* **Input records**

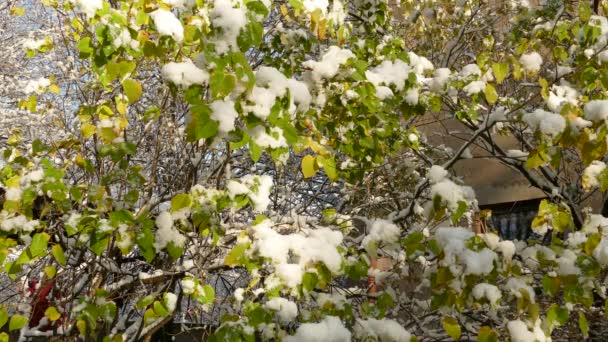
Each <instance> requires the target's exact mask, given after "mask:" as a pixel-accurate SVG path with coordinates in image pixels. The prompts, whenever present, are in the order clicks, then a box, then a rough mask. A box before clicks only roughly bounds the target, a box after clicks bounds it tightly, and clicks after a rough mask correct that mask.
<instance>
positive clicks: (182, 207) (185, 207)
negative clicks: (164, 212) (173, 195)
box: [171, 194, 192, 213]
mask: <svg viewBox="0 0 608 342" xmlns="http://www.w3.org/2000/svg"><path fill="white" fill-rule="evenodd" d="M191 204H192V199H191V198H190V195H188V194H179V195H176V196H175V197H173V199H172V200H171V212H172V213H174V212H176V211H179V210H181V209H183V208H188V207H190V205H191Z"/></svg>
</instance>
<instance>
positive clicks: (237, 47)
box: [209, 0, 247, 54]
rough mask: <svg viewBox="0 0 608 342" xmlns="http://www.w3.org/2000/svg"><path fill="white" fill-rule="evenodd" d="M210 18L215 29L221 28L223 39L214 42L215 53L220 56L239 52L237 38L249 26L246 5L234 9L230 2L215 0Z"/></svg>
mask: <svg viewBox="0 0 608 342" xmlns="http://www.w3.org/2000/svg"><path fill="white" fill-rule="evenodd" d="M209 17H210V19H211V23H212V25H213V27H216V28H220V29H221V32H222V37H220V38H218V39H217V40H215V41H214V42H215V51H216V52H217V53H219V54H223V53H227V52H230V51H238V44H237V38H238V36H239V33H240V32H241V29H243V28H244V27H245V25H247V16H246V9H245V6H244V4H241V5H240V7H238V8H234V6H233V3H232V1H230V0H215V1H214V2H213V10H211V13H210V16H209Z"/></svg>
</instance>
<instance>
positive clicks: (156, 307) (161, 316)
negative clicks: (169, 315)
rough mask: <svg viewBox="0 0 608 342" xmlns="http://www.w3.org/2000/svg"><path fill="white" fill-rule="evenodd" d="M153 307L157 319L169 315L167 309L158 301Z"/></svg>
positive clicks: (161, 303) (167, 309) (156, 302)
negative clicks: (157, 315)
mask: <svg viewBox="0 0 608 342" xmlns="http://www.w3.org/2000/svg"><path fill="white" fill-rule="evenodd" d="M153 307H154V313H156V315H158V316H159V317H165V316H167V315H168V314H169V310H168V309H167V307H166V306H165V305H164V304H163V303H161V302H159V301H155V302H154V305H153Z"/></svg>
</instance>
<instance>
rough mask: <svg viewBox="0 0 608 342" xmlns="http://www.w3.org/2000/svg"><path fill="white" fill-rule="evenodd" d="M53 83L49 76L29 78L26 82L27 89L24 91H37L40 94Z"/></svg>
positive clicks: (26, 86) (37, 93) (25, 91)
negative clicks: (51, 83) (32, 79)
mask: <svg viewBox="0 0 608 342" xmlns="http://www.w3.org/2000/svg"><path fill="white" fill-rule="evenodd" d="M50 85H51V81H50V80H49V79H48V78H44V77H40V78H38V79H35V80H29V81H28V82H27V83H26V84H25V89H23V91H24V92H25V93H26V94H31V93H37V94H40V93H42V91H43V90H44V88H46V87H48V86H50Z"/></svg>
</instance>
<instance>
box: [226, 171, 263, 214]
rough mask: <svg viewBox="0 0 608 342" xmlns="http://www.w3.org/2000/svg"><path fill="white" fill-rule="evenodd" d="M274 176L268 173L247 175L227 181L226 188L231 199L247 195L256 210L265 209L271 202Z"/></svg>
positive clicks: (256, 210)
mask: <svg viewBox="0 0 608 342" xmlns="http://www.w3.org/2000/svg"><path fill="white" fill-rule="evenodd" d="M271 188H272V177H270V176H267V175H261V176H257V175H245V176H243V177H241V178H239V179H231V180H229V181H228V182H226V189H227V190H228V195H229V196H230V198H231V199H234V197H235V196H237V195H247V197H249V200H251V204H252V206H253V209H254V210H255V211H265V210H266V209H267V208H268V205H269V204H270V190H271Z"/></svg>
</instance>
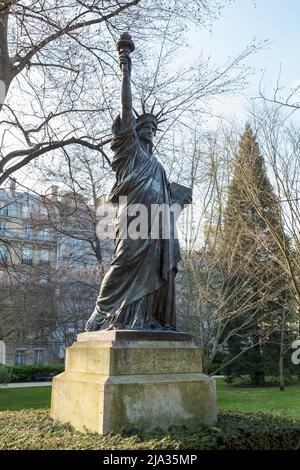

* **Task to complete**
Please revise all of the data above by changing every "rough mask" to "coarse mask", keeping everything else the same. Leave the pictures out of your answer.

* **Solution to this exercise**
Each <instance> requires the target's exact mask, given after "mask:" as a pixel-accurate SVG path with coordinates in image pixels. The prompts, whenever present, are in the order clicks, then a box, then a coarse mask. A box before clicks only roughly bounds the target, a box after clicks bounds it tightly, and clicks after a coarse mask correct that mask.
<instance>
positive clicks: (182, 207) (185, 207)
negative clicks: (164, 212) (173, 195)
box: [171, 194, 192, 213]
mask: <svg viewBox="0 0 608 342" xmlns="http://www.w3.org/2000/svg"><path fill="white" fill-rule="evenodd" d="M191 204H192V199H191V198H190V195H188V194H179V195H176V196H175V197H173V199H172V200H171V212H172V213H174V212H176V211H179V210H181V209H183V208H188V207H190V205H191Z"/></svg>
</instance>
<instance>
positive clicks: (237, 47)
box: [209, 0, 247, 54]
coarse mask: <svg viewBox="0 0 608 342" xmlns="http://www.w3.org/2000/svg"><path fill="white" fill-rule="evenodd" d="M210 18L215 29L221 28L223 39L214 42L215 53L220 56L239 52L237 38L249 26L246 5L234 9L230 2L215 0Z"/></svg>
mask: <svg viewBox="0 0 608 342" xmlns="http://www.w3.org/2000/svg"><path fill="white" fill-rule="evenodd" d="M209 17H210V19H211V23H212V25H213V27H216V28H220V29H221V32H222V37H220V38H218V39H217V40H215V41H214V42H215V51H216V52H217V53H219V54H223V53H227V52H230V51H238V44H237V38H238V36H239V33H240V32H241V29H243V28H244V27H245V25H247V16H246V9H245V6H244V4H241V5H240V7H238V8H234V6H233V3H232V1H230V0H215V1H214V2H213V10H211V13H210V16H209Z"/></svg>
</instance>
<instance>
positive clicks: (156, 307) (161, 316)
negative clicks: (169, 315)
coarse mask: <svg viewBox="0 0 608 342" xmlns="http://www.w3.org/2000/svg"><path fill="white" fill-rule="evenodd" d="M153 307L157 319L169 315L167 309L158 301Z"/></svg>
positive clicks: (161, 303) (167, 309) (156, 302)
negative clicks: (157, 315)
mask: <svg viewBox="0 0 608 342" xmlns="http://www.w3.org/2000/svg"><path fill="white" fill-rule="evenodd" d="M153 307H154V313H156V315H158V316H159V317H165V316H167V315H168V314H169V310H168V309H167V307H166V306H165V305H164V304H163V303H161V302H159V301H155V302H154V305H153Z"/></svg>
</instance>
<instance>
coarse mask: <svg viewBox="0 0 608 342" xmlns="http://www.w3.org/2000/svg"><path fill="white" fill-rule="evenodd" d="M53 83L49 76L29 78L26 82L27 89L24 91H37L40 94Z"/></svg>
positive clicks: (26, 86) (37, 93) (25, 91)
negative clicks: (51, 83) (32, 79)
mask: <svg viewBox="0 0 608 342" xmlns="http://www.w3.org/2000/svg"><path fill="white" fill-rule="evenodd" d="M50 85H51V81H50V80H49V79H48V78H44V77H40V78H38V79H35V80H29V81H28V82H27V83H26V84H25V89H23V91H24V92H25V93H26V94H31V93H37V94H40V93H42V91H43V90H44V88H46V87H48V86H50Z"/></svg>
</instance>
<instance>
box: [226, 171, 263, 214]
coarse mask: <svg viewBox="0 0 608 342" xmlns="http://www.w3.org/2000/svg"><path fill="white" fill-rule="evenodd" d="M274 176L268 173L247 175L227 181L226 188L231 199L247 195L256 210L265 209L271 202Z"/></svg>
positive clicks: (256, 210)
mask: <svg viewBox="0 0 608 342" xmlns="http://www.w3.org/2000/svg"><path fill="white" fill-rule="evenodd" d="M271 188H272V177H270V176H267V175H261V176H257V175H245V176H243V177H241V178H239V179H231V180H229V181H228V182H226V189H227V190H228V195H229V196H230V198H231V199H234V197H235V196H237V195H247V197H249V200H251V204H252V206H253V209H254V210H255V211H265V210H266V209H267V208H268V205H269V204H270V190H271Z"/></svg>
</instance>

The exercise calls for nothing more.